Dès lors, le chef principal du présent appel tendant à voir réformer le jugement dont appel pour ne pas avoir accueilli le recours en réformation de la partie appelante est d’ores et déjà à rejeter.
Au niveau de l’analyse du recours en annulation, la partie appelante admet dorénavant le fait mis en avant par le ministre et confirmé par les premiers juges, suivant lequel la localité d’Ouren, ayant certes fait partie de l’ancien Duché de Luxembourg, pour être incorporée par la suite dans le département de l’Ourthe à partir du 1er octobre 1795, n’a jamais, par la suite, fait partie du Grand-Duché de Luxembourg.
En effet, il est constant en cause, qu’en application du Traité de Vienne du 9 juin 1815, la localité d’Ouren a d’abord fait partie du Royaume de Prusse, puis de l’Empire allemand à partir de 1871, pour enfin rejoindre le Royaume de Belgique en application du Traité de Versailles du 28 juin 1919, sans ne jamais avoir depuis lors rejoint le Grand-Duché.
En ordre subsidiaire, la partie appelante critique le jugement dont appel en ce qu’il n’a pas accueilli ses moyens invoqués à l’encontre de la décision ministérielle querellée du 23 mai 2019 dans le cadre d’une violation de la loi, dont notamment la loi du 8 mars 2017 et, plus particulièrement de son article 89, sinon dans le cadre d’un excès de pouvoir pour erreur d’appréciation manifeste.
Le point de départ du raisonnement de la partie appelante reste le même qu’en première instance : son aïeul direct Johann KALBUSCH est né au Duché de Luxembourg en 1754, plus exactement à Lieler. N’étant décédé qu’en 1829, il était encore vivant sous l’Empire du Grand-Duché de Luxembourg tel que mis en place par le Traité de Vienne de 1815. La partie appelante estime que Johann KALBUSCH et sa famille ont résidé au Grand-Duché en 1815 et durant les années subséquentes, dans la mesure où l’on retrouve des membres de la famille KALBUSCH lors des recensements luxembourgeois de 1855 et 1858, notamment à Beiler voire à Weiswampach. Elle admet que les membres de cette famille ont continuellement changé de domicile dans la mesure où on les retrouve tantôt à Ouren et à Reuland, à l’époque faisant partie du Royaume de Prusse, tantôt à Beiler ou Weiswampach. Même pour le cas où Johann KALBUSCH ne devait plus habiter le Grand-Duché de Luxembourg en 1815, ce qui ne serait actuellement plus retraçable, il aurait néanmoins acquis la nationalité luxembourgeoise pour avoir été né sur ce territoire, anciennement Duché de Luxembourg, même si à l’époque le concept de nationalité luxembourgeoise n’avait pas été forgé avec la même clarté que par la suite.

Tâche à réaliser:
Prolongez le texte sur la nationalité luxembourgeoise revendiquée au titre de l'aïeul Johann KALBUSCH en reprenant juste après sa dernière phrase.

(Entrées d'un jeu de données)
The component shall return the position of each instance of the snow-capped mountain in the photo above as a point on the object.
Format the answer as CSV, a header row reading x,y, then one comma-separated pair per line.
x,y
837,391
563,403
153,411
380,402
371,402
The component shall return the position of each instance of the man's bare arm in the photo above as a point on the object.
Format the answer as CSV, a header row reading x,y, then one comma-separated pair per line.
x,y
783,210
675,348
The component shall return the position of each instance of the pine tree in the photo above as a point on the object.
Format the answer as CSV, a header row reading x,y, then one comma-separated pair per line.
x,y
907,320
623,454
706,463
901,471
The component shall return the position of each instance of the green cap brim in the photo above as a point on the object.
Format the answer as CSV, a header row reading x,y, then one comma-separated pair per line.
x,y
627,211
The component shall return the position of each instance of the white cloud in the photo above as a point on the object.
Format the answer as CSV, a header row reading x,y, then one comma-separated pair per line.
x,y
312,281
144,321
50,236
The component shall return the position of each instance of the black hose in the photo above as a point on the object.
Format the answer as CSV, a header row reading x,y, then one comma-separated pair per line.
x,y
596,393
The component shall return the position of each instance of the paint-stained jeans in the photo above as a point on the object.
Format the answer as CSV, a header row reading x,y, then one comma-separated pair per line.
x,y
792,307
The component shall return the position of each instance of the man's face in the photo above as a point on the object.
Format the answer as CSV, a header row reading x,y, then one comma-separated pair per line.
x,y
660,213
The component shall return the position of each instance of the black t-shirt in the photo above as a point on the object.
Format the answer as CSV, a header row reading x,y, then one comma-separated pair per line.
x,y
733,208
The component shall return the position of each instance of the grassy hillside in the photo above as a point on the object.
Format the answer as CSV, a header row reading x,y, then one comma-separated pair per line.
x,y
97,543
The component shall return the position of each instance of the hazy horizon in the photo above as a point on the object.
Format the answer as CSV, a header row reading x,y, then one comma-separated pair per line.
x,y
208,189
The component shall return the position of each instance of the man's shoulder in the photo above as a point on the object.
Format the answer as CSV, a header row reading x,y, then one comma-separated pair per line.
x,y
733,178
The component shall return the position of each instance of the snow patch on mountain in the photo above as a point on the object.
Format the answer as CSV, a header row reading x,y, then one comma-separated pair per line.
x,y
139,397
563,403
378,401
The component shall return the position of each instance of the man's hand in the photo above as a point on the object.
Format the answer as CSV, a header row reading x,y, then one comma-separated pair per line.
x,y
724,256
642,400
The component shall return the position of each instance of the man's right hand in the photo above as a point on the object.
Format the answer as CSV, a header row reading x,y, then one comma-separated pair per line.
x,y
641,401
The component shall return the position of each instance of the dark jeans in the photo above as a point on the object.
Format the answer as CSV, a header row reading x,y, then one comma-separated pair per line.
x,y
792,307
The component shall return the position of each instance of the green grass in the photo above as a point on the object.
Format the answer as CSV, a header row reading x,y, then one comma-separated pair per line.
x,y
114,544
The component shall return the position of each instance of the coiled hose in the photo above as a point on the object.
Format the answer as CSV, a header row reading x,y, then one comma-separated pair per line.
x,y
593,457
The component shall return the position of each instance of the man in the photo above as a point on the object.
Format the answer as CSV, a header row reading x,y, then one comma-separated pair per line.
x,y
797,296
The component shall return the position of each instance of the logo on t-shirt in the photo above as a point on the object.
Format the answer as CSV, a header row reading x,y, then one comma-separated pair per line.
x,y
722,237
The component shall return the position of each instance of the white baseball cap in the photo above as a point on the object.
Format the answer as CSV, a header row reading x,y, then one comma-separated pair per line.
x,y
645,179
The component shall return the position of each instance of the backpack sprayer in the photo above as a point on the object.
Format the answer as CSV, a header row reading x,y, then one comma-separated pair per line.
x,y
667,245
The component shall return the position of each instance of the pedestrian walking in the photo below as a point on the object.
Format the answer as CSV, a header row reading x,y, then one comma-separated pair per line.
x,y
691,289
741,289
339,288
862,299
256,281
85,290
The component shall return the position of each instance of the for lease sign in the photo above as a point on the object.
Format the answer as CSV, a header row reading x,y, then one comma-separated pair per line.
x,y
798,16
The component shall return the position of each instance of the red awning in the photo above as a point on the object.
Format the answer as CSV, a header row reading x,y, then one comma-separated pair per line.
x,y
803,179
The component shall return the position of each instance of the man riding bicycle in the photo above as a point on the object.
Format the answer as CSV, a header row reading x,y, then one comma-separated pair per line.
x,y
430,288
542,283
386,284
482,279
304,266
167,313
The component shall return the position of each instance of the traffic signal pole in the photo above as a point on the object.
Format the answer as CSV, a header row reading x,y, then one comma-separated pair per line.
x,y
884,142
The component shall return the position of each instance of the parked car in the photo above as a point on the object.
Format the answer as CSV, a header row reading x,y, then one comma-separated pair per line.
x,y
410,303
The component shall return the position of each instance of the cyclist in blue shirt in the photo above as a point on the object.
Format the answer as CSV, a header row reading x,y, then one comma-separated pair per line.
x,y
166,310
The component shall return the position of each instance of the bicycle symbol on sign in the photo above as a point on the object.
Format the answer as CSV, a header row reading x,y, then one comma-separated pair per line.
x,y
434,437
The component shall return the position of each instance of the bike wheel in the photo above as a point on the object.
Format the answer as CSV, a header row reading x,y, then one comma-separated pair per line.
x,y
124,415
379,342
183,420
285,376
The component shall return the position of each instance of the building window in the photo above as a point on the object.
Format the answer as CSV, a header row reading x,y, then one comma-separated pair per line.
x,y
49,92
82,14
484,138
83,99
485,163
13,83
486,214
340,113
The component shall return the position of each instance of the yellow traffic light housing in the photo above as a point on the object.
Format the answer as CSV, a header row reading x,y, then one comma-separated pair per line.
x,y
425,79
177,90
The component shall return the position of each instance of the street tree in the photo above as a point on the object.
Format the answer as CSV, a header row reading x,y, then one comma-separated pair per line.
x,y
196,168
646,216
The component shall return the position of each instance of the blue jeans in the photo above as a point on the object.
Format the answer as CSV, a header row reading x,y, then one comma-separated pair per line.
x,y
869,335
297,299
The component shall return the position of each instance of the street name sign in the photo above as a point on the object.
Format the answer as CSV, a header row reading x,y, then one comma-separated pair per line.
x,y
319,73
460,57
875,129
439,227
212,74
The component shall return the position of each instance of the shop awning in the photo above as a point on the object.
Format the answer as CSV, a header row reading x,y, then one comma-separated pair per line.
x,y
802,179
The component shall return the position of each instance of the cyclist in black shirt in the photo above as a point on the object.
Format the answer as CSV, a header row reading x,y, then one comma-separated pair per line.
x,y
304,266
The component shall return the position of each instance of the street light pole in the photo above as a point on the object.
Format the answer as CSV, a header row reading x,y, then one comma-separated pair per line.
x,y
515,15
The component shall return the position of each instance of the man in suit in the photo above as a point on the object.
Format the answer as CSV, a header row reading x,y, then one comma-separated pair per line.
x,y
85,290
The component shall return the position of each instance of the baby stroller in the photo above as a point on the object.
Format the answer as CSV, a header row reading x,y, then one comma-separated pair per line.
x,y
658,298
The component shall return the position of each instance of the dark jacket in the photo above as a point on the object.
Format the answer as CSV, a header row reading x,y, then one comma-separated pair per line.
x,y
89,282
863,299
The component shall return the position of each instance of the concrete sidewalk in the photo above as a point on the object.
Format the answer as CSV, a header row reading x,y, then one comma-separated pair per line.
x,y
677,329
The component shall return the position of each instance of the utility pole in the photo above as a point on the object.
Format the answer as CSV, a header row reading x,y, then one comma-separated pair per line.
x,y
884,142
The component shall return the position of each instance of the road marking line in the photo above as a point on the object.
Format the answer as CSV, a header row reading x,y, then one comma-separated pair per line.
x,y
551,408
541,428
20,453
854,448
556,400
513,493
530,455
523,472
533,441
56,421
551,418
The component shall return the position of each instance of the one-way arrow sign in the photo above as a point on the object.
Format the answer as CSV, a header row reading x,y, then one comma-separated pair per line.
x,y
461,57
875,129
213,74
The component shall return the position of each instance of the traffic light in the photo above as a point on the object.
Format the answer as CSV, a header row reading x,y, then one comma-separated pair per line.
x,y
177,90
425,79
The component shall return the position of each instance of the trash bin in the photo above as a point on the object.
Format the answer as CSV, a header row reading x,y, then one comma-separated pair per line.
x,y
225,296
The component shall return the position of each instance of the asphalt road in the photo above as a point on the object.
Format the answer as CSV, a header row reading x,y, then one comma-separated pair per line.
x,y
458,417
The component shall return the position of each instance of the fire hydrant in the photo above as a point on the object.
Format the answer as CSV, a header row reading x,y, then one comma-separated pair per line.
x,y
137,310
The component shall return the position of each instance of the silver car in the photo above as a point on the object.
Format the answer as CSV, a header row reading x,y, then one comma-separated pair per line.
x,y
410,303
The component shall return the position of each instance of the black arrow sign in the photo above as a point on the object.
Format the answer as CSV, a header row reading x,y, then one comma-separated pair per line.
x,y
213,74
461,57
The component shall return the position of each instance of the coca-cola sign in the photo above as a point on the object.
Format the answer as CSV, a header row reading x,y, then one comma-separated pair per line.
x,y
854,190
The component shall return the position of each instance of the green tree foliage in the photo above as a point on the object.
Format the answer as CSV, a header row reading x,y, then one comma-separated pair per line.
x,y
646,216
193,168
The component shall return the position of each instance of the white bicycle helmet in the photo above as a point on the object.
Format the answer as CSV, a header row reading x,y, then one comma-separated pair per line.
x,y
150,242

Résultat ci-dessous:
La partie appelante conteste les affirmations des premiers juges suivant lesquelles le constat que leur aïeul Johann KALBUSCH aurait soi-disant automatiquement acquis, en 1815, la nationalité luxembourgeoise du fait de sa naissance sur le territoire de l’ancien Duché de Luxembourg, devenu Grand-Duché en 1815, serait resté en tout état de cause à l’état de pure allégation en ce qu’il lui serait reproché de simplement supposer une telle acquisition sans toutefois 5établir à quel titre exactement sondit aïeul aurait acquis la nationalité de l’Etat du Grand-Duché de Luxembourg.
Dans ce contexte, la partie appelante déclare rejoindre les affirmations de la partie étatique ayant retenu en première instance que « si, sur le papier, le Grand-Duché de Luxembourg était devenu en 1815 un Etat distinct des Pays-Bas, en réalité, le roi des Pays-Bas Guillaume 1er, n’a pas fait de distinction entre ces deux entités, de sorte à avoir gouverné le Grand-Duché comme s’il s’agissait de la 13e [sic] province de son royaume. En conséquence, la loi fondamentale des Pays-Bas a été étendue au Grand-Duché de Luxembourg et l’article 8 de cette loi a été le texte fondateur de la nationalité luxembourgeoise. ».
Elle estime toutefois erroné de vouloir affirmer que seules les personnes nées après le congrès de Vienne sur le territoire du Grand-Duché actuel auraient pu obtenir la nationalité luxembourgeoise, étant entendu que le concept de nationalité n’existait pas à cette époque où l’on employait plutôt le terme de « naturels », et que toutes les personnes habitant sur ce territoire en 1815 étaient à considérer comme ayant été sans nationalité ou de nationalité non déterminable.
Si l’on suivait cette analyse, le Grand-Duché de Luxembourg, au moment de la signature du Traité de Vienne le 9 juin 1815, aurait compté zéro personne considérée comme « naturel luxembourgeois » et partant zéro personne susceptible d’être nommée membre des Etats généraux ou admissible à une quelconque fonction pendant 21 ans au moins au regard de l’âge légal requis.
Suivant la partie appelante, il coulerait plutôt de source que toutes les personnes nées sur le territoire anciennement nommé « Duché de Luxembourg », devenu « Grand-Duché de Luxembourg », étaient à considérer dès 1815 comme des « naturels luxembourgeois ».
Pour avoir été né en 1754 à Lieler, localité ayant fait partie de l’ancien Duché de Luxembourg, puis du Grand-Duché de Luxembourg, Johann KALBUSCH serait, sur cette seule base, à considérer comme ayant été de nationalité luxembourgeoise.
Dans l’hypothèse où une analyse plus conséquente devrait s’imposer, il y aurait lieu de déterminer la base légale sur laquelle la nationalité luxembourgeoise était à attribuer par rapport à un cas de figure tel celui de Johann KALBUSCH.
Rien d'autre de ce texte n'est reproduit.